* [ASSIGNMENT A] Check each statement against the commentary on the Texas voter ID law and answer yes or no, quoting the deciding words: (i) The Justice Department struck down a Texas law requiring a photo ID before voting. (ii) Rick Perry described the Justice Department's decision as an "overreach." (iii) The writer's earlier column on photo ID appeared in January 2012.
* [ASSIGNMENT B] Sum up the commentary on the Texas voter ID law in three sentences.
* [ASSIGNMENT C] Proceed with the commentary on the Texas voter ID law, picking up after its last sentence.

* [EXTRACT]
※
Commentary by Sanford D. Horn
March 13, 2012
Betraying an oft used slogan in the Lone Star State, once the battle cry against littering, “Don’t Mess With Texas,” US Attorney General Eric Holder and his Justice Department struck down the Texas voter identification law requiring all citizens to produce a photo ID prior to casting a ballot.
To paraphrase the late, great President Ronald Reagan, here we go again, as my December 25, 2011 column “A Picture Worth A Thousand Votes,” discusses the feeblemindedness of the federal government thwarting states from “imposing” photo identification requirements upon its citizens in an attempt to cull voter fraud. (www.sanfordspeaksout.blogspot.com)
Texas Governor Rick Perry rightfully called the Obama Justice Department’s decision an “overreach,” as it said the state failed to prove the ID law is not intentionally discriminatory toward Hispanic voters. How does one prove a negative, or in this case, a double negative?
※
* [DATA BLOCK]
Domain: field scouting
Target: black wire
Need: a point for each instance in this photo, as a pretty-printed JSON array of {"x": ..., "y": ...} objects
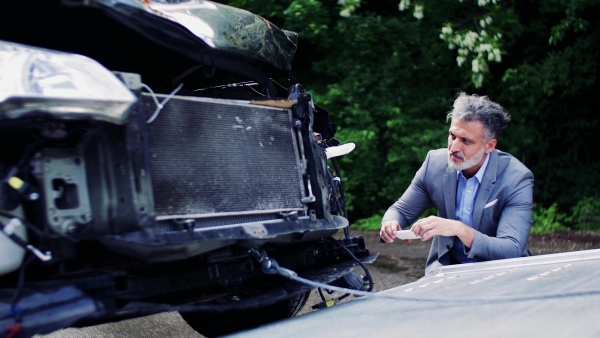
※
* [ANSWER AREA A]
(i) Yes: "struck down the Texas voter identification law requiring all citizens to produce a photo ID prior to casting a ballot."
(ii) Yes: "Texas Governor Rick Perry rightfully called the Obama Justice Department’s decision an “overreach,”"
(iii) No: "my December 25, 2011 column “A Picture Worth A Thousand Votes,”"

* [ANSWER AREA B] US Attorney General Eric Holder and his Justice Department struck down a Texas law requiring all citizens to show a photo ID before voting. The writer points back to an earlier column that criticized the federal government for blocking states from requiring photo ID to fight voter fraud. Texas Governor Rick Perry called the decision an overreach after the department said the state had not proved the law is not intentionally discriminatory toward Hispanic voters, and the writer asks how anyone can prove a negative.

* [ANSWER AREA C]
"Texas has a responsibility to ensure elections are fair, beyond reproach and accurately reflect the will of voters. The DOJ has no valid reason for rejecting this important law, which requires nothing more extensive than the type of photo identification necessary to receive a library card or board an airplane. Their denial is yet another example of the Obama administration's continuing and pervasive federal overreach," Perry said.
Thomas Perez, head of the Justice Department’s civil rights division claims the reason for the rejected photo ID law is attributed to supposedly 11 percent of Texas’ Hispanic voting population lacks a state-issued form of identification. It is not discriminatory to expect people to identify themselves as qualified registered voters in order to cast a ballot. The Supreme Court said as much in a 2008 case involving the State of Indiana. That case, Crawford v. Marion County Election Board was decided by a 6-3 margin with Justice John Paul Stevens, one of the High Court’s most liberal jurists, authoring the majority opinion.
Texas follows South Carolina as two states to have voter ID laws struck down by the Obama administration’s Justice Department – the first time such actions have been taken in more than 20 years.
This is a Justice Department not only rife with corruption that turns a blind eye away from voter fraud, but has an incompetent leader encouraging such vicissitudes to become pandemic in an insidious effort bordering on anarchy.
I don’t think it is at all hyperbolic to suggest that not combating voter fraud borders on anarchy. After all, if left unchecked all anyone need do is arrive at the polling places, demand to vote, cry racism when denied, and the Justice Department jumps to their rescue. Oh, wait, that already happens.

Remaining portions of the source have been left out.